#### PASSAGE PROVIDED
This is a great point. Is it your experience that among agnostics and atheists this is a question/issue that...well, gets people worked up? Meaning, atheists who think religion is utterly not needed--and those who think it is?

John Farrell wrote:

Is it your experience that among agnostics and atheists this is a question/issue that...well, gets people worked up? Meaning, atheists who think religion is utterly not needed--and those who think it is?

I don't know. To be honest, I've never really discussed the issue much with anyone. I happen to think that religion provides many useful things to society, regardless of the truth or falsity of the religion (and please don't respond to this by laying out all the bad things that come from religion - I am fully aware of them and write about them often. The fact that religion also has bad results does not change my argument in the slightest). Religion provides a sense of community, a gathering place for people, recognition of important rituals during our lives (marriage, funerals, etc), and yes, for many people, a basic sense of right and wrong. While I certainly agree that one need not be religious in order to have a solid morality (after all, I'm not religious and I am a strong moral objectivist), I'm not entirely convinced that this is true for society as a whole. I'm not entirely convinced otherwise either, which I know is a lot of weasel words. I'm just not sure that the truth is on this one.

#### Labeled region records
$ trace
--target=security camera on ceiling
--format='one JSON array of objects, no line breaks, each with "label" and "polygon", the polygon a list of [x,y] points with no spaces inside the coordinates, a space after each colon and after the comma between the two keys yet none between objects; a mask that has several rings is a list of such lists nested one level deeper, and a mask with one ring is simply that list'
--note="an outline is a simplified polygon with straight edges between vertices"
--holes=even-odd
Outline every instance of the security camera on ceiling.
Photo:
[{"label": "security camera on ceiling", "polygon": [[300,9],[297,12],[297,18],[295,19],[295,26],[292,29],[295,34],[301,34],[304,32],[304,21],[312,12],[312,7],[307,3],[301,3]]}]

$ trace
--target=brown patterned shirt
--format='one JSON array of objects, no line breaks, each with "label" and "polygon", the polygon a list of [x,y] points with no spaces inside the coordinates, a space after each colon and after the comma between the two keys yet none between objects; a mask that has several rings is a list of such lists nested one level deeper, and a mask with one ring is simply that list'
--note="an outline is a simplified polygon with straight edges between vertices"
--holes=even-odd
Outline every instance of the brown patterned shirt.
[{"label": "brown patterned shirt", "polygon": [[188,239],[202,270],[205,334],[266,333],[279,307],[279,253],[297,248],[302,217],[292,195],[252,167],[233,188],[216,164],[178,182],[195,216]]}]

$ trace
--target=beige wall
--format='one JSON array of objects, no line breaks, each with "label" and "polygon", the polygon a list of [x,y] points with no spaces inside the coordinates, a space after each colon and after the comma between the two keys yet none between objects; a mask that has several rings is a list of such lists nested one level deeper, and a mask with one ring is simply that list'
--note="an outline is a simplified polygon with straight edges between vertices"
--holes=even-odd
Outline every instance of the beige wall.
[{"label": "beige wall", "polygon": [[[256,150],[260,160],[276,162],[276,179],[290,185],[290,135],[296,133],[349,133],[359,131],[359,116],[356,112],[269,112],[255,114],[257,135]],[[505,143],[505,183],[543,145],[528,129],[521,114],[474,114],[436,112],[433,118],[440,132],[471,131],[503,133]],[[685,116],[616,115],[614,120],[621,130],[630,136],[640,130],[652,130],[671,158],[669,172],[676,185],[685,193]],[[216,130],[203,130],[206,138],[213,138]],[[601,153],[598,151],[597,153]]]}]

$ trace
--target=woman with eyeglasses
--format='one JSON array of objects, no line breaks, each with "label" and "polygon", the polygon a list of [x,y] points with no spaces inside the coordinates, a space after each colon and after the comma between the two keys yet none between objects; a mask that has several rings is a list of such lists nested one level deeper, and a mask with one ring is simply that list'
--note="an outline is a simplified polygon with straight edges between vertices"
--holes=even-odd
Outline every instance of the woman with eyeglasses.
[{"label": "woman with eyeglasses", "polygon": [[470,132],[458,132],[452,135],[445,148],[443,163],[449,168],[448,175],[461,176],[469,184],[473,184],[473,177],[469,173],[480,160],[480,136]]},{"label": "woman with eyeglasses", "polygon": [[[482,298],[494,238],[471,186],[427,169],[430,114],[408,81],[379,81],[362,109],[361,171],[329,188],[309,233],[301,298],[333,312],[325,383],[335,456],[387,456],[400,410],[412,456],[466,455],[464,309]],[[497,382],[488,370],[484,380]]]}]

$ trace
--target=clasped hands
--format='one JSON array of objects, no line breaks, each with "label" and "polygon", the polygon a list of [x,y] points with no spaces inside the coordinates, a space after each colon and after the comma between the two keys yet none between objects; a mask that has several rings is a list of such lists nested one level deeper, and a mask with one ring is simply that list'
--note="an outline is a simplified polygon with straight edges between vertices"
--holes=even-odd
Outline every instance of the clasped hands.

#### DIRECTIONS
1. In the forum post on religion and atheism, how does the writer describe their own moral position?
2. Continue the forum post on religion and atheism from where it stops.
None of this data is needed.

#### OUTPUTS BY TASK
1. The writer is not religious and is a strong moral objectivist.

2.
Ed, I find your comment extremely refreshing in light of the extreme polemic that many atheists/agnostics (even ones on this site) deliver against religion. I'm an agnostic myself, but having roots in a highly religious part of rural India, and living in the highly religious West Texas most of my life, happen to think that as you said religion *can* have a strong role in fostering community spirit and a sense of morality.

There's a passage from the Upanishads that COMPLETELY escapes me at the moment, but the rough gist of it is that to be moral and good some need to believe in a personal god, some just need the structure of religion, and some don't need any of it.

" I'm not so sure their prescription that society needs religion and simple moral precepts in order to function is entirely false. I'm not really convinced by it either."

What about their prescription that "the little people" need religion and simple moral precepts but the neocons themselves don't? Admittedly I haven't read much primary neocon material, but I've read a fair bit about Strauss and his acolytes. I've never been able to figure out how we're supposed to decide who gets initiated into the higher knowledge. I've also never figured why the pious masses wouldn't rise up against their irreligious, power crazed puppet masters after a while.

By Ginger Yellow (not verified) on 31 Jan 2006 #permalink

Ginger Yellow wrote:

What about their prescription that "the little people" need religion and simple moral precepts but the neocons themselves don't?

I certainly wouldn't put it that way even if I was sure I agreed with the basic point. But I'm not sure they're wrong to argue that most people put no thought at all into moral reasoning, they just do what they were taught to do according to a simple set of rules. In fact, I have no doubt that this is true. Most people put as little thought into moral reasoning as they do into any other type of reasoning, I'm sure. How would they behave without that simple list of rules? I have no idea. I've seen how people behave when they think they have anonymity - that is, when they think they are isolated from the consequences of their behavior - and it's not pretty. Spend an hour in an internet chatroom and you'll see what I mean.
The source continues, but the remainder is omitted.